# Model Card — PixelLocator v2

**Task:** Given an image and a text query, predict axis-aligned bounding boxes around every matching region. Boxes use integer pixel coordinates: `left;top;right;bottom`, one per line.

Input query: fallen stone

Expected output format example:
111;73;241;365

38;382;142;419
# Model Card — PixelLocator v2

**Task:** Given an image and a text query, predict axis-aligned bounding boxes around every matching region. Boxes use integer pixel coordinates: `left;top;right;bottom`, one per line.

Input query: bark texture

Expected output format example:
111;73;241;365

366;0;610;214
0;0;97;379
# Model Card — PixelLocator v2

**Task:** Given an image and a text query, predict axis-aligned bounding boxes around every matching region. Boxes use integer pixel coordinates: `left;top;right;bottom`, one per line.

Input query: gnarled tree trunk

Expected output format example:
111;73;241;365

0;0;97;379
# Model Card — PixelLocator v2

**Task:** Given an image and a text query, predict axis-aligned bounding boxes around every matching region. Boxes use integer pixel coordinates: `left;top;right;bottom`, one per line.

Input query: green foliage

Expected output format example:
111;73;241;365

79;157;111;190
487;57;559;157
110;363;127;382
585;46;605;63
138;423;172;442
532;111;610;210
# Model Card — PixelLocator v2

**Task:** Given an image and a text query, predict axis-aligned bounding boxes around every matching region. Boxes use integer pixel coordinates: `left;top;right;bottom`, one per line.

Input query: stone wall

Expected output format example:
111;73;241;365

━━━

● Task details: Copy the records word for word, starting at their first line and ending at the line that contains "532;111;610;210", with both of those lines included.

● Finished exercise:
# Model Card — PixelLocator v2

**Task:** Given an image and a text query, predict axis-aligned bounding boxes around every matching region. Boxes use integer pixel coordinates: `left;top;right;bottom`, one per line.

Input query: fallen stone

Expected output format example:
111;73;241;365

38;382;142;419
# Model Card — PixelLocator v2

**Task:** Given an image and a text query, predict axis-aligned bounding boxes around every matching region. Boxes use integer pixel coordinates: `left;top;right;bottom`, one per line.

Input query: bark texture

Expected output format example:
111;73;241;365

366;0;610;214
0;0;97;379
# Model Card — PixelLocator v2

**Task:** Given an image and a text query, predict axis-aligned bounding boxes around every matching region. Boxes use integer pixel coordinates: `left;top;right;bottom`, one per line.

Input query: gnarled tree trunk

Expected output format example:
111;73;241;365

0;0;97;379
# Model Card — PixelLocator v2

**Task:** Given an image and a text query, predict axis-aligned bounding boxes around every matching region. Boxes use integer pixel coordinates: `left;top;right;bottom`, one per line.

Input query: green foliage

Expected output format example:
111;73;241;365

79;157;111;190
487;57;559;157
110;363;127;382
585;46;605;63
138;423;172;442
532;111;610;210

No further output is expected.